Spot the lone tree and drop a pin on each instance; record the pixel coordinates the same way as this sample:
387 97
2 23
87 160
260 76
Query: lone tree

### Objective
Copy the records above line for line, keeping every word, number, and space unchanged.

### Result of this exercise
Spot the lone tree and drop a pin on each instance; record the pixel coordinates the same way as this sample:
387 97
2 23
87 160
260 76
Query: lone tree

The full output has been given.